# Assignment 1
Print the passage of the Hungary geography text starting at "Hungary's modern borders" and ending at "that benefited Czechoslovakia.".
# Assignment 2
Carry on the text on the geography of Hungary from the point where it stops.

# Given text

= Geography of Hungary =

Geography of Hungary
| Continent | Europe |
| Region | East-Central Europe |
| Coordinates | |
| Area | Ranked 108th 93,030 km2 |
| Coastline | 0 km; landlocked |
| Borders | 2,009 km |
| Highest point | Kékes 1,014 m |
| Lowest point | Tisza River 78 m |
| Longest river | Tisza River 597 km (Hungarian portion) |
| Largest lake | Lake Balaton 592 km^{2} |

Hungary (Hungarian: Magyarország) is a landlocked country in southeastern Central Europe, on the Eurasian Steppe. Situated in the Carpathian Basin, it has a land area of 93,030 square km, measuring about 250 km from north to south and 524 km from east to west. It has 2,106 km of boundaries, shared with Slovakia to the north, Ukraine to the northeast, Romania to the east and southeast, Serbia to the south, Croatia to the south and southwest, Slovenia to the west and southwest, and Austria to the west.

Hungary's modern borders were first established after World War I when, by the terms of the Treaty of Trianon in 1920, it lost more than 71% of what had formerly been the Kingdom of Hungary, 58.5% of its population, and 32% of the Hungarians. The country secured some boundary revisions from 1938 to 1941: In 1938 the First Vienna Award gave back territory from Czechoslovakia, in 1939 Hungary occupied Carpatho-Ukraine. In 1940 the Second Vienna Award gave back Northern Transylvania and finally Hungary occupied the Bácska and Muraköz regions during the Invasion of Yugoslavia. However, Hungary lost these territories again with its defeat in World War II. After World War II, the Trianon boundaries were restored with a small revision that benefited Czechoslovakia.

Spatial localization data
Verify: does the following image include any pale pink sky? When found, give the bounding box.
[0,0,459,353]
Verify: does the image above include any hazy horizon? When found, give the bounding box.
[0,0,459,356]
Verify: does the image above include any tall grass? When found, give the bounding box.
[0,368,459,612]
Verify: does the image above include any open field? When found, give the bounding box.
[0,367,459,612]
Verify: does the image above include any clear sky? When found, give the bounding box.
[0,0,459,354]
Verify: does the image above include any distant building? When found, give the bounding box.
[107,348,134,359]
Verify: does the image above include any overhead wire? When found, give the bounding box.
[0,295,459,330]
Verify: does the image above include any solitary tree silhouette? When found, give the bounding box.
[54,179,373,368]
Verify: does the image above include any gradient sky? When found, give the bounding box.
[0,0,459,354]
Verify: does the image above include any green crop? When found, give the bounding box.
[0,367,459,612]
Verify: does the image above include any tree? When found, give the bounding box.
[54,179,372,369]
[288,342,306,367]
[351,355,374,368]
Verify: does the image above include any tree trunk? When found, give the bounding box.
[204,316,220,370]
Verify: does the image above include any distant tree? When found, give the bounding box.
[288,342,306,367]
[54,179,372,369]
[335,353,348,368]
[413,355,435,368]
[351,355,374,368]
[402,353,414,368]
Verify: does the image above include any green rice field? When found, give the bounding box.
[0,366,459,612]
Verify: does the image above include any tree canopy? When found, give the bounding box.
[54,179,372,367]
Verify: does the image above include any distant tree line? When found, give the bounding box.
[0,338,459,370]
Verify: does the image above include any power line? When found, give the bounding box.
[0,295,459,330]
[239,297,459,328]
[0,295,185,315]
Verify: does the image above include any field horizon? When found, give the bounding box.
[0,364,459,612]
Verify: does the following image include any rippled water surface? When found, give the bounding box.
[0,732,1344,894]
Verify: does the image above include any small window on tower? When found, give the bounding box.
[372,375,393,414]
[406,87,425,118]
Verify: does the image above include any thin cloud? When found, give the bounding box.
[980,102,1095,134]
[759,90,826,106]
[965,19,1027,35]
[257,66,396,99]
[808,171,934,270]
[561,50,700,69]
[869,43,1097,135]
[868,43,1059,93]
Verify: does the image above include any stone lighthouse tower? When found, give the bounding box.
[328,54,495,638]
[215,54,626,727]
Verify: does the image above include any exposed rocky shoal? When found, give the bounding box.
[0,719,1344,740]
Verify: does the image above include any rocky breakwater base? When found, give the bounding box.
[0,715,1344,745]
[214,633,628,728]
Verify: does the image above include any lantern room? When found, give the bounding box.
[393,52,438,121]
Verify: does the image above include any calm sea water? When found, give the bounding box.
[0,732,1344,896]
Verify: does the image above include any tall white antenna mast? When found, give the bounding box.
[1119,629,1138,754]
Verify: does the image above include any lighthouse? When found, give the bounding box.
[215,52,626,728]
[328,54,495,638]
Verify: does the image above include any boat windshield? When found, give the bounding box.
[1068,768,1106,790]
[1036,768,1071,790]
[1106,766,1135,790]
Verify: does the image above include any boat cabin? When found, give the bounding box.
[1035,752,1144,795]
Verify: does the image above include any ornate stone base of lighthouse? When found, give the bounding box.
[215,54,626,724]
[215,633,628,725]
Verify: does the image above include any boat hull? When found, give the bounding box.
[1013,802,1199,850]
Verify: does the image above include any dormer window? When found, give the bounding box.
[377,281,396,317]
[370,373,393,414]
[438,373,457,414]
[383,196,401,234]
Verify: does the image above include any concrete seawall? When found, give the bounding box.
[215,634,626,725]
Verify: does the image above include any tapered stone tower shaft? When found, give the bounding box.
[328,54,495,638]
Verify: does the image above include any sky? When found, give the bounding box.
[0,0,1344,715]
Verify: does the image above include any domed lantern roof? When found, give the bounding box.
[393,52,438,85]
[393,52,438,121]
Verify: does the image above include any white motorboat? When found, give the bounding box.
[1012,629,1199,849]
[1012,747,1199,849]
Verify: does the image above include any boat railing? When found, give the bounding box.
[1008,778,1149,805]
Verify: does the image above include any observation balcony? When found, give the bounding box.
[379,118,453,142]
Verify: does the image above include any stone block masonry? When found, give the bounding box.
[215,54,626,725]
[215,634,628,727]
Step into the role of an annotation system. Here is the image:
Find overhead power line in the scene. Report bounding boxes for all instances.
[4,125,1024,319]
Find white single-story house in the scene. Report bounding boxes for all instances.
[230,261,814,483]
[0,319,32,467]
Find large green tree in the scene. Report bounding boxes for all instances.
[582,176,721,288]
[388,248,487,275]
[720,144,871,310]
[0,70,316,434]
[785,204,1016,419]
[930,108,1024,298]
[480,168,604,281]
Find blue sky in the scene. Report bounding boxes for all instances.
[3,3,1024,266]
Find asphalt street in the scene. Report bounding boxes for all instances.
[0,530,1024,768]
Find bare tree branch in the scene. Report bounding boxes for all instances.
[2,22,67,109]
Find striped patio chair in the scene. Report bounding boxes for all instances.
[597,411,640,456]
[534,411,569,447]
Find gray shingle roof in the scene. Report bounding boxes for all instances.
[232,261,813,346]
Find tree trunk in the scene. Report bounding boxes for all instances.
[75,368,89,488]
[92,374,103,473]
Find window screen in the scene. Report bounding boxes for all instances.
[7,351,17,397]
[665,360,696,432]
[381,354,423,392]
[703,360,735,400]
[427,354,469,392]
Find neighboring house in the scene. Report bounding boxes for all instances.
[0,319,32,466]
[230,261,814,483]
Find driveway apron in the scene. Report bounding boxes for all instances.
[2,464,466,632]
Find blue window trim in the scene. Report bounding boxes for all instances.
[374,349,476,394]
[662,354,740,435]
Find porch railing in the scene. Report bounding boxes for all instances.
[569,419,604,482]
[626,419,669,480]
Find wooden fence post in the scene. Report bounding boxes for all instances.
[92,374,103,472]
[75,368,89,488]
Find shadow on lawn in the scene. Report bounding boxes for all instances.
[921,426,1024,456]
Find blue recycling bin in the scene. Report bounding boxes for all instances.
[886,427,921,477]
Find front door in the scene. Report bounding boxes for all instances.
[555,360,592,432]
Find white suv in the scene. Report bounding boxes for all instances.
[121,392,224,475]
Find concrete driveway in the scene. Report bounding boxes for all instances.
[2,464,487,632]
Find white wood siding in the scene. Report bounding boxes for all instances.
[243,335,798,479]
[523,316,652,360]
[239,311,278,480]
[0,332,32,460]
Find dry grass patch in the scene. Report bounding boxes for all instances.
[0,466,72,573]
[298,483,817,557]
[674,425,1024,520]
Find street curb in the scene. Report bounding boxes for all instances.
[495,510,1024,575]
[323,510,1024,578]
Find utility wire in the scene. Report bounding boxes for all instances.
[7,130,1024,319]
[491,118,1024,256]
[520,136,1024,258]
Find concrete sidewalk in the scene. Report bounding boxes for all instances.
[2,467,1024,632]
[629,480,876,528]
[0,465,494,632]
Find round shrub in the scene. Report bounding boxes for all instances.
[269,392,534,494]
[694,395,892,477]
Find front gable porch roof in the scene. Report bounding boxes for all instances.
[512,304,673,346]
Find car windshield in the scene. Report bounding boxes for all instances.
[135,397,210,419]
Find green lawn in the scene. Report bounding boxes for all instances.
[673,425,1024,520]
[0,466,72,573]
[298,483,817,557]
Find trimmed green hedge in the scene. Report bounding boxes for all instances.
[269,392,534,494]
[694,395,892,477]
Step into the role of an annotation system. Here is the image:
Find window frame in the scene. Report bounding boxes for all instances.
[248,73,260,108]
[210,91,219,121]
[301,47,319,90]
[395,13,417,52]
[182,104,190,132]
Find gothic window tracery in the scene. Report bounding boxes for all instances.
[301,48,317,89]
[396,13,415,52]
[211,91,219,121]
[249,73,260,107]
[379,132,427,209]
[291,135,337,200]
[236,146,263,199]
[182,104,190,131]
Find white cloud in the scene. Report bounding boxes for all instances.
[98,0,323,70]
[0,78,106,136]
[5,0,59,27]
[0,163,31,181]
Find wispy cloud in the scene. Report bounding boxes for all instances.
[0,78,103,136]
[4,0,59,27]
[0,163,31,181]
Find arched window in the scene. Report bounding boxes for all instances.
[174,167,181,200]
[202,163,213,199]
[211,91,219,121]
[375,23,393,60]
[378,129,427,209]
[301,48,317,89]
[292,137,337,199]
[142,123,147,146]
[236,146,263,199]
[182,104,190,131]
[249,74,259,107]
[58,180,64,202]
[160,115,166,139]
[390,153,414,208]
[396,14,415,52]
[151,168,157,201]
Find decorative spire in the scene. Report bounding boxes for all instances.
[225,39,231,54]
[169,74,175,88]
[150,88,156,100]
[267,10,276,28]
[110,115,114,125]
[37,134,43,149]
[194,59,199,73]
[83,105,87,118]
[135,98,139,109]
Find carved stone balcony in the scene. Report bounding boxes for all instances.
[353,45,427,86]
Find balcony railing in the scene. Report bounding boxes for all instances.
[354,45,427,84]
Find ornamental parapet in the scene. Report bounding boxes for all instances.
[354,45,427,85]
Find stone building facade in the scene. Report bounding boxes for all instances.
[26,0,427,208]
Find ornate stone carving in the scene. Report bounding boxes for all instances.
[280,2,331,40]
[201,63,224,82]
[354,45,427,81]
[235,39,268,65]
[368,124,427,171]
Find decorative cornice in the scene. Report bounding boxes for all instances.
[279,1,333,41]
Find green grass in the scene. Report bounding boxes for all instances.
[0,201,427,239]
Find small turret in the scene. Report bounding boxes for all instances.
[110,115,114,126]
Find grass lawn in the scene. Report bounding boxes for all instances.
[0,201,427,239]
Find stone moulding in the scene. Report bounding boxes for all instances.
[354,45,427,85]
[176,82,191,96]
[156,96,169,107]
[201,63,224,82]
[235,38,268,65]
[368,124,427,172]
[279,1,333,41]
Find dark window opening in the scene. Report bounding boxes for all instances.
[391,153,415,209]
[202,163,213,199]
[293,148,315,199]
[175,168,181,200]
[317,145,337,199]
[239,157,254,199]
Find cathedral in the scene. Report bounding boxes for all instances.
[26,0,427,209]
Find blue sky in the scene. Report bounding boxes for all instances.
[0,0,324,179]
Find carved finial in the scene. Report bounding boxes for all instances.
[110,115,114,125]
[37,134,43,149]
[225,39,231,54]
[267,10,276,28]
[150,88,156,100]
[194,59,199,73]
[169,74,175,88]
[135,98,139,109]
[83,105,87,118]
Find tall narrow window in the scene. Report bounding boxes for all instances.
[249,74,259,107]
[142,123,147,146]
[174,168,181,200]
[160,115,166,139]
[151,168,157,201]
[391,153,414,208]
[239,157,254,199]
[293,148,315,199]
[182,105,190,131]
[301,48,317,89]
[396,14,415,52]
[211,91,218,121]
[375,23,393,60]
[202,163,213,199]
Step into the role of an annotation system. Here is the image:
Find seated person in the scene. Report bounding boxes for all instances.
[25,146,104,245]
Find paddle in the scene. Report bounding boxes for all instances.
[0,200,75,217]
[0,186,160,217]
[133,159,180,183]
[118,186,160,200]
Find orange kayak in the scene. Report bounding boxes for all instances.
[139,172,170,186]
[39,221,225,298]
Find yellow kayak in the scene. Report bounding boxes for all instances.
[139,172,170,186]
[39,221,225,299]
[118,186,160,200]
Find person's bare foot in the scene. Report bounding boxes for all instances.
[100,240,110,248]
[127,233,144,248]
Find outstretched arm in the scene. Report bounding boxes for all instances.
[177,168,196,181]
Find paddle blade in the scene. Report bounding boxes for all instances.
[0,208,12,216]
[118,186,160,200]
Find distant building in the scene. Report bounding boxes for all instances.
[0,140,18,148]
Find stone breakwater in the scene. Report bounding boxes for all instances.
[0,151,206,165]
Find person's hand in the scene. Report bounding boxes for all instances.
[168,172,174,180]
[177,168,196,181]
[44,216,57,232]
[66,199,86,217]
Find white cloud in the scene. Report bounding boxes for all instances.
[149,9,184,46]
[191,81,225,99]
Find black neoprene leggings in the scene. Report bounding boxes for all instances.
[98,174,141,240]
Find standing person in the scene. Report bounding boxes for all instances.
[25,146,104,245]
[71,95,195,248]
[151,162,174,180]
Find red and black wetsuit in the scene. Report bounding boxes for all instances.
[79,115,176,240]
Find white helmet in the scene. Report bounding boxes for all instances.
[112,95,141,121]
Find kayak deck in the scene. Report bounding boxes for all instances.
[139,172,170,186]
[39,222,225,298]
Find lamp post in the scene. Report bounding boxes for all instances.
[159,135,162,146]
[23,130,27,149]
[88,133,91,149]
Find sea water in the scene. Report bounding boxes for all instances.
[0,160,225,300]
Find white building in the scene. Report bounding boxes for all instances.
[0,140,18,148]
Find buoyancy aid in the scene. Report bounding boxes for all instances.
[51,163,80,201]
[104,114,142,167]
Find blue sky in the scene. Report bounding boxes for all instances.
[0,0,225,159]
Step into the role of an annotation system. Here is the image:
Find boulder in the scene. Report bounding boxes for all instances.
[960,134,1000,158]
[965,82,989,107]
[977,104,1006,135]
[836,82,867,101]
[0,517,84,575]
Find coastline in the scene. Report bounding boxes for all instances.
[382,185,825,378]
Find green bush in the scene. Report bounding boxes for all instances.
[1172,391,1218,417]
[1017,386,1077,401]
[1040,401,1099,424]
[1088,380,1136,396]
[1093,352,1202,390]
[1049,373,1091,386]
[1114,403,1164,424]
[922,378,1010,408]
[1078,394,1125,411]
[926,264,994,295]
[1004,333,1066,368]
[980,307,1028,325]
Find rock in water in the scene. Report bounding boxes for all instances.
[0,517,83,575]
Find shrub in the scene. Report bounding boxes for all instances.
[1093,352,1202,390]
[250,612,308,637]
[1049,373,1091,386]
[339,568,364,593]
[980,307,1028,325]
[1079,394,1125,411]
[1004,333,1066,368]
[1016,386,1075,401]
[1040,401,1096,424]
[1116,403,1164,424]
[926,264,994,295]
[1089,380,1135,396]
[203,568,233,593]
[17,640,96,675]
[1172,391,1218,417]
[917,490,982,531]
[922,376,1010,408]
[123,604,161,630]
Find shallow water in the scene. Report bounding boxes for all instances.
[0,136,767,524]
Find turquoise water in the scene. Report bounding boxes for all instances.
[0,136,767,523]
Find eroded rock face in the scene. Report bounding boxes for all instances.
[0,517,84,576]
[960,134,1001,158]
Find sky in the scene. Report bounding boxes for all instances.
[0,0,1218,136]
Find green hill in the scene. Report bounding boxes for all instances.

# Response 1
Hungary's modern borders were first established after World War I when, by the terms of the Treaty of Trianon in 1920, it lost more than 71% of what had formerly been the Kingdom of Hungary, 58.5% of its population, and 32% of the Hungarians. The country secured some boundary revisions from 1938 to 1941: In 1938 the First Vienna Award gave back territory from Czechoslovakia, in 1939 Hungary occupied Carpatho-Ukraine. In 1940 the Second Vienna Award gave back Northern Transylvania and finally Hungary occupied the Bácska and Muraköz regions during the Invasion of Yugoslavia. However, Hungary lost these territories again with its defeat in World War II. After World War II, the Trianon boundaries were restored with a small revision that benefited Czechoslovakia.

# Response 2
Most of the country has an elevation of less than 200 m. Although Hungary has several moderately high ranges of mountains, those reaching heights of 300 m or more cover less than 2% of the country. The highest point in the country is Kékes (1,014 m) in the Mátra Mountains northeast of Budapest. The lowest spot is 77.6 m above sea level, located in the south of Hungary, near Szeged.

The major rivers in the country are the Danube and Tisza. The Danube is navigable within Hungary for 418 kilometers. The Tisza River is navigable for 444 km in the country. Less important rivers include the Drava along the Croatian border, the Rába, the Szamos, the Sió, and the Ipoly along the Slovak border. Hungary has three major lakes. Lake Balaton, the largest, is 78 km long and from 3 to 14 km wide, with an area of 600 square km. Hungarians often refer to it as the Hungarian Sea. It is Central Europe's largest freshwater lake and an important recreation area. Its shallow waters offer good summer swimming, and in winter its frozen surface provides excellent opportunities for winter sports. Smaller bodies of water are Lake Velence (26 square km) in Fejér County and Lake Fertő (Neusiedler See—about 82 square km within Hungary), and the artificial Lake Tisza.

Hungary has three major geographic regions (which are subdivided to seven smaller ones): the Great Alföld, lying east of the Danube River; the Transdanubia, a hilly region lying west of the Danube and extending to the Austrian foothills of the Alps; and the North Hungarian Mountains, which is a mountainous and hilly country beyond the northern boundary of the Great Hungarian Plain.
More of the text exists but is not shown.